*The problem*.
Scale the records below, from the start through the line containing "0, 0, 1344, 891", by rewriting every line, requests included, with each box coordinate in the answers multiplied by 2.45 and rounded to a whole number, halves up. Leave all other numbers as they are.

(Records of labeled boxes)
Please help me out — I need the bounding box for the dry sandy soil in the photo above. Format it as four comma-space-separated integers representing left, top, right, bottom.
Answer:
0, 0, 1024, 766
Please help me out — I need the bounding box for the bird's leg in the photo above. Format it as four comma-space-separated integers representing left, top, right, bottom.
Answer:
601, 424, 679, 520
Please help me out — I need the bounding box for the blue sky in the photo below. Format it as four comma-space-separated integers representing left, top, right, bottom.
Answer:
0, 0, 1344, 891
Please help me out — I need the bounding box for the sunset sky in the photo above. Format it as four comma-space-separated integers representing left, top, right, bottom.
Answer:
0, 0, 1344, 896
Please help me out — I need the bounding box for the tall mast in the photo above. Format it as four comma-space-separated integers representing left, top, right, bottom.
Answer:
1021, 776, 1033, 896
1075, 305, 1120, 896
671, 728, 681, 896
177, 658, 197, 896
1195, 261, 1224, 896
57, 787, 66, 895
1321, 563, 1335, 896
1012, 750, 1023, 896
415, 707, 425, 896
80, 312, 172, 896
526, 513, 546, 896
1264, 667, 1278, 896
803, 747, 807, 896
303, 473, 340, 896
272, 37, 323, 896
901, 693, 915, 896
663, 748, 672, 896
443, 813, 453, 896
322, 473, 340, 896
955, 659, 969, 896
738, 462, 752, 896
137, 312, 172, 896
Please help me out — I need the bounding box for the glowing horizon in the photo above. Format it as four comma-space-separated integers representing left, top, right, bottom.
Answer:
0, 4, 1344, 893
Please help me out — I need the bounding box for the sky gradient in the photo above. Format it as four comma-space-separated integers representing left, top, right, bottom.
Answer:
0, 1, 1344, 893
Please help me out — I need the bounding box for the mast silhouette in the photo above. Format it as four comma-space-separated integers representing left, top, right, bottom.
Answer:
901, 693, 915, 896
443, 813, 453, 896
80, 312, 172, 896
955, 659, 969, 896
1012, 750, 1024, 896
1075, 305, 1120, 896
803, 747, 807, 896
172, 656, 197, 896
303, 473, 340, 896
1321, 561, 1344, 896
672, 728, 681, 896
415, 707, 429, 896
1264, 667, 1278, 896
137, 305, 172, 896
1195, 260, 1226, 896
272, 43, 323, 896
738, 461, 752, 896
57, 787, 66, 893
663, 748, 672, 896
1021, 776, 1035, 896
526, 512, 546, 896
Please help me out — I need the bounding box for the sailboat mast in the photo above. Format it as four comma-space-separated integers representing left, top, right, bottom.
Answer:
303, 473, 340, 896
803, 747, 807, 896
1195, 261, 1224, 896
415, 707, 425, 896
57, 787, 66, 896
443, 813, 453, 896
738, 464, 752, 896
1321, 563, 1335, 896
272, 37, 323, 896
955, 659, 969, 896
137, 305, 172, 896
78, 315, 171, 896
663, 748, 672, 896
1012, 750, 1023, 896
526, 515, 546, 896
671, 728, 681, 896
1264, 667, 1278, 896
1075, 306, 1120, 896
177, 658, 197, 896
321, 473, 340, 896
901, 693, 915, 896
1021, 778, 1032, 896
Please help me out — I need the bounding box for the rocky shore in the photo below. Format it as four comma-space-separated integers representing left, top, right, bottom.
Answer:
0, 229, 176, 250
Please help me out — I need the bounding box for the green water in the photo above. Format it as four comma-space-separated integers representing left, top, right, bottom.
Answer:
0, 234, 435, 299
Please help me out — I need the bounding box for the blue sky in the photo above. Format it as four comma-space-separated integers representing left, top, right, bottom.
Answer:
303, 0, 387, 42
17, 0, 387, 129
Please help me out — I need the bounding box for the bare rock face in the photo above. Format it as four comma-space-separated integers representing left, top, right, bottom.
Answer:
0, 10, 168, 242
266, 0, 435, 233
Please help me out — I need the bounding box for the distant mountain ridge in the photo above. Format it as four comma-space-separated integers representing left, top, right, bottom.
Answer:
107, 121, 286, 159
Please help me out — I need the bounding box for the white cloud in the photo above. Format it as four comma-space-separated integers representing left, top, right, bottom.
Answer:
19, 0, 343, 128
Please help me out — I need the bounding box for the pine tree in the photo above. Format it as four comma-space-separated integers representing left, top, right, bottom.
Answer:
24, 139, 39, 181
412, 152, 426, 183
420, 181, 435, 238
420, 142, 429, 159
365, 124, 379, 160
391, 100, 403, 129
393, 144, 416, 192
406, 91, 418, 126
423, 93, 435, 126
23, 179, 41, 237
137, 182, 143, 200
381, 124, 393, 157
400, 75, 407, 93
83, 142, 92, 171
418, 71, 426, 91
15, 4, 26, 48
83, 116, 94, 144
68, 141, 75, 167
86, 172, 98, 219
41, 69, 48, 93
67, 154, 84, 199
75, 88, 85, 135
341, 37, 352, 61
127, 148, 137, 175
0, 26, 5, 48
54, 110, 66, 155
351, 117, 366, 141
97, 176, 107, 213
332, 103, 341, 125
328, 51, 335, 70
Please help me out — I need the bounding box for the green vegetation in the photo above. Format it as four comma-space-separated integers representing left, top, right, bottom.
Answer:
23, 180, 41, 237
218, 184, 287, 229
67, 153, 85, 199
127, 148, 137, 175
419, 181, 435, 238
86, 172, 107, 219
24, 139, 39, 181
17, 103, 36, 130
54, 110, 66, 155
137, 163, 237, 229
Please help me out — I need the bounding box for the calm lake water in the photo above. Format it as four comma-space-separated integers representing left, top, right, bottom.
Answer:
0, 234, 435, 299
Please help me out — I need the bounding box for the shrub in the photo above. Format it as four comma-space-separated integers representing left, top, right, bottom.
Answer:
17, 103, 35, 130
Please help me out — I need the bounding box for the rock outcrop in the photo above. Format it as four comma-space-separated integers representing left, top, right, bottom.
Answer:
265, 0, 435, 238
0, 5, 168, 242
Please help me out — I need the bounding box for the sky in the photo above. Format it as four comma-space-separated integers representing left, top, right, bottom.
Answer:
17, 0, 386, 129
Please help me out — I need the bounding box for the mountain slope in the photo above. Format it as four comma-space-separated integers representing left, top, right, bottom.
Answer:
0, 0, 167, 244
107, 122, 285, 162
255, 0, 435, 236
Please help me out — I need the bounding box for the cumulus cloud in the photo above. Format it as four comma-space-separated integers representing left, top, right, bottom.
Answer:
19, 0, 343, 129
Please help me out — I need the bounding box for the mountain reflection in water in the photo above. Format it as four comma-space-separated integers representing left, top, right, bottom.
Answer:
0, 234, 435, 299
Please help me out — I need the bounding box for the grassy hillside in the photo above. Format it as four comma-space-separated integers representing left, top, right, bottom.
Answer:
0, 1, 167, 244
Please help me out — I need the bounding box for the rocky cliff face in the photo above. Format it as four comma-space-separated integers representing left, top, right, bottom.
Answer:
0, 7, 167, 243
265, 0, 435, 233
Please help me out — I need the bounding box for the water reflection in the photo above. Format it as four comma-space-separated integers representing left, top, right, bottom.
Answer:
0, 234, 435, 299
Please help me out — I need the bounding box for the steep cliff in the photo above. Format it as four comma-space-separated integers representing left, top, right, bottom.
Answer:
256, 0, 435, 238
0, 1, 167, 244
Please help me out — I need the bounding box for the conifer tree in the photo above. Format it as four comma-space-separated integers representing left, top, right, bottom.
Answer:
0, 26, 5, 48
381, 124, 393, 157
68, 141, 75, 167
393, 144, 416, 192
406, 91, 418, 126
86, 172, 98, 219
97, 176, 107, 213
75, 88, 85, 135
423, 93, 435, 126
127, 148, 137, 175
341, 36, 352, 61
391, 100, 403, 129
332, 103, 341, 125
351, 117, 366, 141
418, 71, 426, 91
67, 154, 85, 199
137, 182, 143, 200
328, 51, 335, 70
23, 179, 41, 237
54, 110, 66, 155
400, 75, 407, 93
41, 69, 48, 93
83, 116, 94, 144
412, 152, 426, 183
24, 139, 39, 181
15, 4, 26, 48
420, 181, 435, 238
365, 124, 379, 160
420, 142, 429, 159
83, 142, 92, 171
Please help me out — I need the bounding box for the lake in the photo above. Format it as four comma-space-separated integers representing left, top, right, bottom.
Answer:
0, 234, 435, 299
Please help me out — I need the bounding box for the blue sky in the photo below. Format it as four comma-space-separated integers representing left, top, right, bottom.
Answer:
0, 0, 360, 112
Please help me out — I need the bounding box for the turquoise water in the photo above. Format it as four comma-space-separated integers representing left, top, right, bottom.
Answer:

*Final answer*.
Please help me out — I need the bounding box for the dry sandy soil in the photo above. Format it as four comma-space-separated integers representing left, top, right, bottom.
Answer:
0, 0, 2509, 1877
Please help me out — I need the bounding box for the bird's leg in the photo above. Format it as four comma-space-separated integers representing left, top, right, bottom.
Answer:
1472, 1039, 1664, 1274
Please help me out — I need the bounding box for the blue sky in the photo below. Format it as four comma-space-separated integers representing left, top, right, bottom.
Answer:
0, 0, 3293, 2183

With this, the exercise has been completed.